= Given exercise a =
Rewrite the part of the Euro-diesel thread from "Before you get" up to and including "with the idea.", putting "discussions" in place of "threads".

--- Start of Text provided ---

Light weight Euro-diesels

Morgans wrote:
wrote

It might even be possible to just ignore the radiator completely and
turn the skin of the aircraft into the heat sink. Basically you'd route
several flows of 3/8" aluminum tubing strategically about the airplane.
You could end up with a deicing system instead of a radiator! It would
probably take more line/water than was in the radiator, but it might
make up for it in aerodynamics. (No radiator hanging in the breeze) I'd
have to crunch the numbers, it probably isn't feasable, but it's a
thought.

Before you get carried away with that idea, there are a lot of problems with
that idea. You can google the threads on them, but I'll point out a few of
the problems with the idea.

1. A cooling system has to be reliable, to the max. Adding a bunch of
lines and fittings is a good place to have problems pop up.

2. Weight. You add all of the lines, and fluid, and you have added a bunch
of weight.

3. De-ice takes a lot of heat to do a decent job. Even if you used all of
the BTU's from burning 100% of the gas that the engine would be burning,
there is not enough heat in the gas to thaw out a wing. Take the
approximate 50% heat output of the engine, subtract the realistic efficiency
of getting all of that heat to the wing, (you would have to bond that tube
to the wing mechanically) and you have cut the amount of heat trying to melt
the ice by even more.

4. Heat transfer from the hot wing skins to the air is really poor. This
is because of the stagnant layer of air sitting right on the surface of the
wing. Simply put, the air is not carrying the heat away from the wing very
well, at all.

Those are just the high points. Think of it this way; if this idea would
work well, lots of planes in the past and present would have been using
them. They are not.
--
Jim in NC

I had considered the first 2 issues. Like I said, some numbers would
have to be crunched to determine viability. The upthread-post was
regarding running water lines to the tanks. So my post was based on the
assumption that the safety of running lines had already been resolved.

--- End of Text provided ---
--- Start of Records shown ---

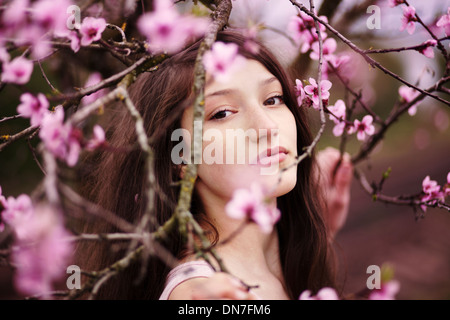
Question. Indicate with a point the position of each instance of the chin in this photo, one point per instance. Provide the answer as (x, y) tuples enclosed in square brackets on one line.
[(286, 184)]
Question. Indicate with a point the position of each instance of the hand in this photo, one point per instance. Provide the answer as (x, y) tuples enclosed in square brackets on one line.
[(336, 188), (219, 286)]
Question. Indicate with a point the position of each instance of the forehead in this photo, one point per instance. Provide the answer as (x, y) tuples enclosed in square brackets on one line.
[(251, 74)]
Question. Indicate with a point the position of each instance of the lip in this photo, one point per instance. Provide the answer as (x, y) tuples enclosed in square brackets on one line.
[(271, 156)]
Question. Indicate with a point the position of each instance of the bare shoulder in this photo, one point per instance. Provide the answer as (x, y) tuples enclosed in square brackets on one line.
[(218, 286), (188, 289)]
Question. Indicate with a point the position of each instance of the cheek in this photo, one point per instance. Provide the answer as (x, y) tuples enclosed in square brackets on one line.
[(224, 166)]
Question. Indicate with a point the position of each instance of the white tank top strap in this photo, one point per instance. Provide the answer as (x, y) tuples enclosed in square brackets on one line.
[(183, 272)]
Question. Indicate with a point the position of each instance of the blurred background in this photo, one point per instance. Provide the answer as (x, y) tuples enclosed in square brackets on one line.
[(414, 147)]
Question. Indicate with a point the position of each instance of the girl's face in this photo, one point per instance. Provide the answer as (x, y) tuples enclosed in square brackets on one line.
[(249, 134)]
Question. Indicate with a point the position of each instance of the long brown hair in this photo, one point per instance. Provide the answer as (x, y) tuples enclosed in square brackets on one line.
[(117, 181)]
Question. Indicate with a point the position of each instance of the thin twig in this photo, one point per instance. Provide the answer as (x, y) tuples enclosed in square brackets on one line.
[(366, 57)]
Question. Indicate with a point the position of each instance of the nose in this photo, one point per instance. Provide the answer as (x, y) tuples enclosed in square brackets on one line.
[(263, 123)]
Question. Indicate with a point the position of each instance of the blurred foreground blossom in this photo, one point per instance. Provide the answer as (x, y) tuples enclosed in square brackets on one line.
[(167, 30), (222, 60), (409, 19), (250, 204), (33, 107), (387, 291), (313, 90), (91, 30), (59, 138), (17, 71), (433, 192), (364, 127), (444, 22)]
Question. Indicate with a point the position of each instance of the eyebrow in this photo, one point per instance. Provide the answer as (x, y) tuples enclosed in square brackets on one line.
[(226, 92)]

--- End of Records shown ---

= Given exercise b =
Turn the listing, from the line with "of the cheek" up to and including the line with "[(224, 166)]", into a JSON list of strings with one string per line and no blank lines.

= Complete answer a =
Before you get carried away with that idea, there are a lot of problems with
that idea. You can google the discussions on them, but I'll point out a few of
the problems with the idea.

= Complete answer b =
[
  "Question. Indicate with a point the position of each instance of the cheek in this photo, one point per instance. Provide the answer as (x, y) tuples enclosed in square brackets on one line.",
  "[(224, 166)]"
]